What to produce
Give back the line where "If you could pick out the denim" appears and all the lines after it until the listing ends, unchanged and with nothing else.

[Some records]

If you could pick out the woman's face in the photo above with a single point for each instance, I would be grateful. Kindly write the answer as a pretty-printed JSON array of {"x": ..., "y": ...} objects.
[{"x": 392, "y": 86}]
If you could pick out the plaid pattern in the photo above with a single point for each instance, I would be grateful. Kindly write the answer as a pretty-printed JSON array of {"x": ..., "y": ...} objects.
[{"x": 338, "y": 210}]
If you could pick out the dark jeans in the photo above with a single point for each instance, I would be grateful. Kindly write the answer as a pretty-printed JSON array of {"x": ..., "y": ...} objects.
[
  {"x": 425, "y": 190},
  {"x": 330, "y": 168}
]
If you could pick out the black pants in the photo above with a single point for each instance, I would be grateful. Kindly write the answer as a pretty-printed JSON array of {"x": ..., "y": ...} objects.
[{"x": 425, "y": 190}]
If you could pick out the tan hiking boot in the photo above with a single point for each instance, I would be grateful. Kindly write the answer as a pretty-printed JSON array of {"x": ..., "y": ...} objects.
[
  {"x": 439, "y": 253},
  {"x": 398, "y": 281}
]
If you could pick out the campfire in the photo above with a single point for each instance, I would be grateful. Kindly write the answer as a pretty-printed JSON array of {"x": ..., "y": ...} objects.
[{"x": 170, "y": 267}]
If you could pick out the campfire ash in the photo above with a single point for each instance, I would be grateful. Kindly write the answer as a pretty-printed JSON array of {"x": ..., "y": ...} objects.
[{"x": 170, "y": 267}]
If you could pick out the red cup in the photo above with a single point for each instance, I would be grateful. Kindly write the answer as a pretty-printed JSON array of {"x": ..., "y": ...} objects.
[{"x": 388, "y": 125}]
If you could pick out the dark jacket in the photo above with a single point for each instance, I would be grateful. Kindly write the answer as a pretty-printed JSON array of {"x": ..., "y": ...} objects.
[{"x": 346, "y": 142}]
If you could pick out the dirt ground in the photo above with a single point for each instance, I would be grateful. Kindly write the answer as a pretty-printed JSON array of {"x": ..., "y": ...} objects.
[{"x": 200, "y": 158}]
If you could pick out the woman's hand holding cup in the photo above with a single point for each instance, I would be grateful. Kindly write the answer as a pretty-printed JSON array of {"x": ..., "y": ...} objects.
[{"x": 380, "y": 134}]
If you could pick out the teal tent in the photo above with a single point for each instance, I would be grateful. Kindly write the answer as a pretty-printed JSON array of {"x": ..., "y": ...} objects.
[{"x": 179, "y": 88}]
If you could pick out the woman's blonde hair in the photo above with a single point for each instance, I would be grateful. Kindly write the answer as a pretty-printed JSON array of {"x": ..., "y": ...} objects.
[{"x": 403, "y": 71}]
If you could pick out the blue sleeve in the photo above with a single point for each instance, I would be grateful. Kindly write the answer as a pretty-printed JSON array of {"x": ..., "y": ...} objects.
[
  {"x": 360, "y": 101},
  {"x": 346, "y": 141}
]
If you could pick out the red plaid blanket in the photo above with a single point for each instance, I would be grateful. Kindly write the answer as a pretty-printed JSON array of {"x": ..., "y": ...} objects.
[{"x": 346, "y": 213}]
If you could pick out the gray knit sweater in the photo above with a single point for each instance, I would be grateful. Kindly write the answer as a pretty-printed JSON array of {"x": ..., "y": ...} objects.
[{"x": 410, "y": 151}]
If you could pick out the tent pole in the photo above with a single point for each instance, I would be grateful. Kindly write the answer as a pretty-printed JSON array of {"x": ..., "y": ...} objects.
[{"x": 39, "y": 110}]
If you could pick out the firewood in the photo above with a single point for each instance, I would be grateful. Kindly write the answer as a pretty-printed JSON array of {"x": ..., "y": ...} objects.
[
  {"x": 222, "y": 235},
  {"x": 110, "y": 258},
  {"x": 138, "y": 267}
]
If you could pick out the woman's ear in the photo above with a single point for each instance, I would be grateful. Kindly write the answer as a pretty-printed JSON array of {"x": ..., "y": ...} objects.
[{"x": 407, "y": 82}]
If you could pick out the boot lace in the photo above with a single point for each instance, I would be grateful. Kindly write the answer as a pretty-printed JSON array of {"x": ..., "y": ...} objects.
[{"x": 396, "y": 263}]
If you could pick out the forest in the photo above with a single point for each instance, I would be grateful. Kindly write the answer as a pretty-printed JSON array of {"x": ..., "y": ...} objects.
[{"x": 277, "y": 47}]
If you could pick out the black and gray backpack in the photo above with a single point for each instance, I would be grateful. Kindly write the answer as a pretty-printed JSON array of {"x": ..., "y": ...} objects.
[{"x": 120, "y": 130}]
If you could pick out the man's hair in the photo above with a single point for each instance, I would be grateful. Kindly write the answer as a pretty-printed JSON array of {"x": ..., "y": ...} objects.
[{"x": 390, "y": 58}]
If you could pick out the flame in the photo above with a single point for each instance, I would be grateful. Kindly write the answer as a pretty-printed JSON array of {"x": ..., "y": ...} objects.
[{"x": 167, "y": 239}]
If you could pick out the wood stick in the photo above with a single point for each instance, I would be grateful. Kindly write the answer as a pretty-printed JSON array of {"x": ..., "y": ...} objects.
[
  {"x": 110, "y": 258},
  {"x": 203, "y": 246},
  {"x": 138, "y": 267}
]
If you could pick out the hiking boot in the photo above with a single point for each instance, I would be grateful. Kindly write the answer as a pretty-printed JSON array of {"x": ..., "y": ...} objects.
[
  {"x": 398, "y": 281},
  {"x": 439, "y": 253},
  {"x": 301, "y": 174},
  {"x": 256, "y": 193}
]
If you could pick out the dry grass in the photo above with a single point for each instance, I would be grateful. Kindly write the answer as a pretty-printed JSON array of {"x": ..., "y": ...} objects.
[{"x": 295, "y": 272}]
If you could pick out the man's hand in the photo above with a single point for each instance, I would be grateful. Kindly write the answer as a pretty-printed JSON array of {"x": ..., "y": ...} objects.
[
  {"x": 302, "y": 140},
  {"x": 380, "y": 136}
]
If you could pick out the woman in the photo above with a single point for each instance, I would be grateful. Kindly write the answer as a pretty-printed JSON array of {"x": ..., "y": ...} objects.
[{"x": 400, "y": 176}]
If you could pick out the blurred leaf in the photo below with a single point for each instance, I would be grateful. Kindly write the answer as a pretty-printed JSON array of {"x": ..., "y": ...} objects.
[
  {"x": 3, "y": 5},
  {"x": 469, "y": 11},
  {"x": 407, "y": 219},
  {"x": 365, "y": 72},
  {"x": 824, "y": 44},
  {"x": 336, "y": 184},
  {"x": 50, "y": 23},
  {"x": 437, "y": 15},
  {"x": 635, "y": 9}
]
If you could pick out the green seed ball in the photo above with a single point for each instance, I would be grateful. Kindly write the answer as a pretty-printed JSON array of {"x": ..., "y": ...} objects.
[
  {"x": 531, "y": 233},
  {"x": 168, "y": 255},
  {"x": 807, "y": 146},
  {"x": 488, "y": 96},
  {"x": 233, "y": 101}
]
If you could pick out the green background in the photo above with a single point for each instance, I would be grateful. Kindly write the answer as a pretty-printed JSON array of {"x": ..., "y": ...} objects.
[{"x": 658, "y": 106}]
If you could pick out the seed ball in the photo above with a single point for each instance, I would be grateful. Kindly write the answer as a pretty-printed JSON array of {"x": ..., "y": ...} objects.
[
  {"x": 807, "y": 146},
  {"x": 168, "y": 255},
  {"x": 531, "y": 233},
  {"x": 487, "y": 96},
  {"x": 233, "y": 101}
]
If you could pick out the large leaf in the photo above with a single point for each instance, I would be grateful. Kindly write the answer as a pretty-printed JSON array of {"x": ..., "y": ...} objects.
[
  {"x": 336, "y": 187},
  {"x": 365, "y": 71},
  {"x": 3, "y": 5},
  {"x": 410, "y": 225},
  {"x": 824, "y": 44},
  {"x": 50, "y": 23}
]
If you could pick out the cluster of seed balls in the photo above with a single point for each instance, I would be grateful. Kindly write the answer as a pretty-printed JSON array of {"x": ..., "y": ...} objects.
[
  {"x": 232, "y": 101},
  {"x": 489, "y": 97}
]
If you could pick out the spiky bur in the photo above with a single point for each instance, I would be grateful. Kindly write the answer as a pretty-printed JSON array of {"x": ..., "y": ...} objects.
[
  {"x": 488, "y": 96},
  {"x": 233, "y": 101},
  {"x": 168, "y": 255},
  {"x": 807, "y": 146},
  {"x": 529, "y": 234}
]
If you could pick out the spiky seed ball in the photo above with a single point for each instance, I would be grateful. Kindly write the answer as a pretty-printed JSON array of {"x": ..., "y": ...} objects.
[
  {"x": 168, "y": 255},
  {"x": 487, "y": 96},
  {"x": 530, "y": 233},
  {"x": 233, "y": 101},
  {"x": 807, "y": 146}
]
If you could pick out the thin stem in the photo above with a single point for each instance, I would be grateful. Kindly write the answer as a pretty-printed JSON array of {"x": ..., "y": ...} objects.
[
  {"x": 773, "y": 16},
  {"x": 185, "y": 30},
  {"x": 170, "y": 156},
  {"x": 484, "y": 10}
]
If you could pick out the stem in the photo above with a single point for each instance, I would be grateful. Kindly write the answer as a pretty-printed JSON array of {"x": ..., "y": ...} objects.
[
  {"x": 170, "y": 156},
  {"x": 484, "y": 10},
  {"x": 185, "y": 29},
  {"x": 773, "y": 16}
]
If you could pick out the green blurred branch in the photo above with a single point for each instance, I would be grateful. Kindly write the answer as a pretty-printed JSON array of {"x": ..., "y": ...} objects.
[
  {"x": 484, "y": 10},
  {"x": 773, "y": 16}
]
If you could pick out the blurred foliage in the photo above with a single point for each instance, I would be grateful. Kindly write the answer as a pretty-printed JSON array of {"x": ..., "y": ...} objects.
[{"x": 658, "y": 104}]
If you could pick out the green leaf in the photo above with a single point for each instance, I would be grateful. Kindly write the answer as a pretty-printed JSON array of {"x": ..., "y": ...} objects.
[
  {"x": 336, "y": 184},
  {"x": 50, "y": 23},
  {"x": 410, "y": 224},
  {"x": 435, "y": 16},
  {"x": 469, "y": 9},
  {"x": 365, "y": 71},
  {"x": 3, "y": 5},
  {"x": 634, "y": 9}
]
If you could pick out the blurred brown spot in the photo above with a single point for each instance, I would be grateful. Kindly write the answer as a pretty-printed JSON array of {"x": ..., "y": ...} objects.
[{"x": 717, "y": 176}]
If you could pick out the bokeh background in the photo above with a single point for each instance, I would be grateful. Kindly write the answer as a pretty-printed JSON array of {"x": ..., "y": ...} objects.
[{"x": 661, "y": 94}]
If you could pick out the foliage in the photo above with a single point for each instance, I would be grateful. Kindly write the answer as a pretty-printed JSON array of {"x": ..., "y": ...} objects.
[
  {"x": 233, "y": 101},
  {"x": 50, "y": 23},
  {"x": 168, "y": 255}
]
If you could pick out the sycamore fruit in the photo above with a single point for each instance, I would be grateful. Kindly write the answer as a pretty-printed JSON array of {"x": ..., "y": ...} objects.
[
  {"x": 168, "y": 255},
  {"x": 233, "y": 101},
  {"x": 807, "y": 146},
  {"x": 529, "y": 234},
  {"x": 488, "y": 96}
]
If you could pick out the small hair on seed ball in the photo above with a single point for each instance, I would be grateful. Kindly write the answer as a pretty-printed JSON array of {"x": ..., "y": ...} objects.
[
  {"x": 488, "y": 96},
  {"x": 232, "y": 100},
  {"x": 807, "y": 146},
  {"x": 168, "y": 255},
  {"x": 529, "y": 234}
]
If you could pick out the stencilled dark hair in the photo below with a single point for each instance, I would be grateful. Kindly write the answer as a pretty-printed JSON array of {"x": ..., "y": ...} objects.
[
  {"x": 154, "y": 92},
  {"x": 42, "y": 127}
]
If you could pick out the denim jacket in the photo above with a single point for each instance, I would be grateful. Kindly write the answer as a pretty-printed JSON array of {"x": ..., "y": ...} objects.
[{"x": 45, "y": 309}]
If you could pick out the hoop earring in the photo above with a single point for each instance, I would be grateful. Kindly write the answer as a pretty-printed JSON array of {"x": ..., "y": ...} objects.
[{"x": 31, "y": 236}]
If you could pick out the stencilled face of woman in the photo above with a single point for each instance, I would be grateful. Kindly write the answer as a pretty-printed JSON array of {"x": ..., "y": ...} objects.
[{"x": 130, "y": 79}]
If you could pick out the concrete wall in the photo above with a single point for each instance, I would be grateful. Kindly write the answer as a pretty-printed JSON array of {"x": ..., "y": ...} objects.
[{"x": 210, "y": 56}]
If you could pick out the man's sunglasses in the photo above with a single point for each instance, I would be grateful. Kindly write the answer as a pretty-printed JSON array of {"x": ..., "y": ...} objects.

Task output
If you could pick out the denim jacket in the photo above with a single point for each instance, I would be grateful. Kindly write the answer as a pretty-printed JSON array of {"x": ..., "y": ...} objects.
[{"x": 45, "y": 309}]
If you could pick out the hoop earring in the photo above with a single point for each instance, I would be grateful. Kindly write the answer as a pretty-printed JSON array of {"x": ..., "y": ...} objects.
[{"x": 31, "y": 236}]
If you could pick out the stencilled face of woman in the photo above with a single point for each instance, I would be grateful. Kindly write the answer as a pretty-printed JSON array of {"x": ..., "y": ...} objects.
[{"x": 130, "y": 79}]
If you could pick out the concrete wall in the photo above with a single point for each instance, I would be grateful. Kindly write the answer as a pretty-printed JSON array of {"x": ..., "y": ...} objects.
[{"x": 210, "y": 56}]
If you could pick out the man's sunglasses in the photo above with a single point for each instance, I would be grateful. Kindly write the answer as a pretty-printed JSON array of {"x": ..., "y": ...} objects.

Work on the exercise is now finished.